## Written task A
In the given passage, what did Mr. Shadford hand the writer on the way to the station?
## Written task B
Condense the paragraph of the given passage that begins "Well, I am determined to economise" into a short bulleted list that keeps its main facts.
## Written task C
Return everything in the given passage from "You heard how" down to "have that teapot.", word for word.

## Given passage

**********

Get ready for work. Let us try again for the glory of God. The Lord is
using me here and bringing up the Church. I have been at them all the
week, and the result is a great spirit of enquiry and reconsecration.
Many of the people have, I believe, really and truly consecrated, and
with many more there is a healthful enquiry after more of God.
In one of
the letters addressed to Mrs. Booth in London occurs this interesting
passage:
Mr. Shadford
spoke very kindly to me after you left. They both sympathized with us
very much, I believe. He reminded me all the way through of the old gentleman
who met and talked to George at the Hotel there when he was running away
in Uncle Tom. As we went down to the station I said, “I forgot to
pay for the things I had out of the shop, but I will give it you at the
station.”
“Why,” he said, “as far as that I have a £5 note
in my pocket to give you at the station, and that is about how matters
stand between us just now.” With a gentle exhortation to all reasonable
economy, and a request twice urged that if at any time we were in any
difficulty I was to write him and he would help us, he passed the bit
of dirty paper to me which I received gratefully and with a proper measure
of thanksgiving. . . . I shall send him a line from here and you must
just write him a page.
You heard how they pitched into my writing and praised yours. There, as
elsewhere, I must decrease and you increase! I enclose you two halves,
and send the other two to father. Put them together and let father deposit
them with the cheque at the Alliance Bank. . .
When you told me that you had nothing left, I forgot the Post Office Order.
You surely did not spend that £6 as well as all the cash I left
behind.
Well, I am determined to economise, and I shall write Mary to put the
screw on and I am putting it on here myself. I will either stop this living
at the rate of £6 a week or I will know the reason. It mortifies
me beyond measure. I won’t blame you. I have very possibly spent
much lately. Those forks, etc.. we could have done without. If mother
proposes to pay for the spoons, let her; and she shall have that teapot.

**********

## Supplied data
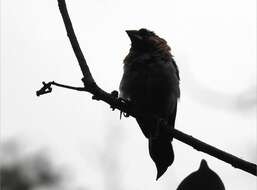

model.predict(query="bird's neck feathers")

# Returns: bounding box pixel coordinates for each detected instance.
[124,39,173,64]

**********

## Exercise answer A
A £5 note.

## Exercise answer B
- The writer is determined to economize, will write Mary to tighten spending, and is doing the same at their own end.
- The writer will either stop living at the rate of £6 a week or know the reason, and is deeply mortified by it.
- The writer won't blame the recipient and admits to possibly spending much lately, such as on forks they could have done without.
- If mother offers to pay for the spoons, she should be allowed to, and she will get the teapot.

## Exercise answer C
You heard how they pitched into my writing and praised yours. There, as
elsewhere, I must decrease and you increase! I enclose you two halves,
and send the other two to father. Put them together and let father deposit
them with the cheque at the Alliance Bank. . .
When you told me that you had nothing left, I forgot the Post Office Order.
You surely did not spend that £6 as well as all the cash I left
behind.
Well, I am determined to economise, and I shall write Mary to put the
screw on and I am putting it on here myself. I will either stop this living
at the rate of £6 a week or I will know the reason. It mortifies
me beyond measure. I won’t blame you. I have very possibly spent
much lately. Those forks, etc.. we could have done without. If mother
proposes to pay for the spoons, let her; and she shall have that teapot.